→ **Article**
++++++++++++++++++++

Lubbock is among the roughly 10% of the state not on the grid, but that'll soon change.

'This is Lubbock's future'

Since 2015, city utility Lubbock Power & Light has been investing hundreds of millions of dollars to connect to the ERCOT grid. In recent years, LP&L has upgraded the transmission lines across the city, along with building large transmission lines in the area to connect Lubbock to the rest of the ERCOT grid. The smart meters LP&L has been installing have been in preparation of ERCOT, as is the revamped new billing system.

Connecting to ERCOT was the answer to what used to be called Lubbock's "2019 decision." Lubbock's 15-year wholesale contract with Xcel Energy that began in 2004 was set to expire in 2019, and LP&L was seeking a power source.

What took place during the quest to find a new power source was a low point in the history of LP&L. The former director of LP&L was accused of bid rigging, the city council removed and replaced many members of the Electric Utility Board - the board that oversees LP&L - and there were several rounds of Requests for Quotation to seek a solution. At one point those RFQ's were kept in a room where only a few people were allowed to enter at a given time in an attempt to prevent information from leaking.

Electric Utility Board meetings were tense, and closed executive sessions lasted hours.

During the process, former director of LP&L, Gary Zheng, was accused of bid rigging. He was later terminated from his position after several months of being placed on paid leave. A report from hired investigators claimed Zheng emailed a consultant, a former longtime employee of Xcel, regarding the request for proposals the board was sending out in its quest to replace Xcel Energy once the contract ends in 2019. It was later discovered the consultant - who responded with an altered version of the RFP - worked for the company LP&L ultimately recommended for the contract.

One of the options at the time, which was maybe the leading option, was for Lubbock to build its own power plant. Another option was to simply enter into a new wholesale contract. The Lubbock-Avalanche-Journal was told in 2014 that the price for wholesale power was going up.

“They have told us that we probably won’t like the price, and our customers won’t like the price,” former LP&L spokesman Chris Sims said.

There was pressure for LP&L to find a solution, and find it quickly. After a new round of bidding, the decision was to join ERCOT, which Lubbock had opted out of decades before.

The announcement triggered criticism from Xcel, who said the move would require a costly and “massive infrastructure investment” that would increase costs for consumers.

There were also concerns raised at the time about ERCOT's capacity. "Especially since (ERCOT) set an all-time record for hourly demand earlier this summer, something that prompted the governor of Texas to call for conservation," the A-J wrote in 2015.

The move was hailed as a win for consumers.

++++++++++++++++++++

→ **Goal of the exercise**
Continue the article on Lubbock's move to the ERCOT grid, picking up after its final sentence.

[Excerpts of pointing data]
++++++++++++++++++++

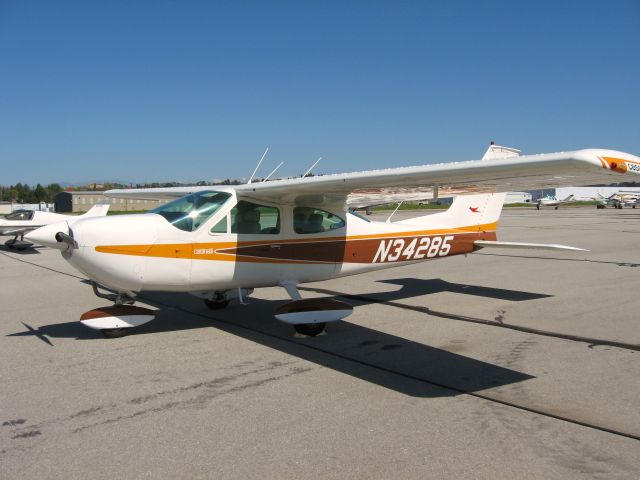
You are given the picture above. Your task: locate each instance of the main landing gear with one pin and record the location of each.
(310, 316)
(117, 320)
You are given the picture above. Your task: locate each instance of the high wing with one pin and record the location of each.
(581, 167)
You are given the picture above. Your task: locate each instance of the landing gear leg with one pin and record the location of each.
(310, 316)
(308, 329)
(116, 321)
(219, 301)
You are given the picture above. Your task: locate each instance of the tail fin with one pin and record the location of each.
(96, 211)
(481, 209)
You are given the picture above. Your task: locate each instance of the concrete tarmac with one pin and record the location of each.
(502, 364)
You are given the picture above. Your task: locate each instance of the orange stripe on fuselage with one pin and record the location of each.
(216, 250)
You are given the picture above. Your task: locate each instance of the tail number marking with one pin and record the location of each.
(393, 250)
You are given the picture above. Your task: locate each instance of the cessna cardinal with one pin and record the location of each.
(22, 221)
(220, 243)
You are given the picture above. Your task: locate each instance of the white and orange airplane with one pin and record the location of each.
(222, 242)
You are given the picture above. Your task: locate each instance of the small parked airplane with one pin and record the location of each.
(553, 201)
(22, 221)
(221, 242)
(618, 200)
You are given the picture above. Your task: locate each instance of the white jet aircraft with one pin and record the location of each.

++++++++++++++++++++

→ **The reply**
“This has been a roller-coaster ride, but it’s been a great ride,” then-Mayor Glen Robertson said in 2015. “Where we arrived today is worth everything we’ve gone through. This is huge. This is Lubbock’s future.”

A brief, two-year contract with Xcel Energy pushed the deadline to June 1, 2021, and that's where Lubbock is now - set to join ERCOT (for the most part) when the more recent contract with Xcel expires.

Not all of the city will join ERCOT right away. When LP&L’s wholesale contract with Xcel Energy ends, two new agreements for almost a third of Lubbock’s electricity needs still with the Southwest Power Pool will begin.

In 2010, LP&L signed an agreement to acquire capacity and energy through a 170-megawatt partial-requirements wholesale contract for 25 years with SPP, and a 100-megawatt wind contract through Lubbock’s membership with West Texas Municipal Power Agency over 10 years when the wholesale contract ended in 2019.

Lubbock has an anticipated peak demand of around 626 megawatts, so LP&L is joining ERCOT in 2021 for the remaining megawatts needed.

That means on June 1, of 2021, about two-thirds of the city’s power would come from the ERCOT grid, and one-third still from the Southwest Power Pool.

LP&L has previously said it will not allow some customers to shop the open electric market on ERCOT while others are still receiving power from SPP, so it could be years down the road before Lubbock customers are actually shopping for electricity on the ERCOT market.

The plans to join ERCOT have pushed forward since the announcement in 2015. For four straight years, LP&L increased its base rate for capital improvement projects for the switch to ERCOT. The rate increases began immediately after LP&L announced its plans to join ERCOT, and needed to invest a projected "$333 million worth of capital improvements LP&L plans in the next six years, largely in preparation for the switch to ERCOT in 2019 when the city’s wholesale contract with Xcel Energy expires," according to a previous article in the Avalanche-Journal.

LP&L lobbied in Austin for approval from the Public Utility Commission to join ERCOT, and after a detailed cost-benefit analysis was presented, LP&L's request to join ERCOT was granted in 2018.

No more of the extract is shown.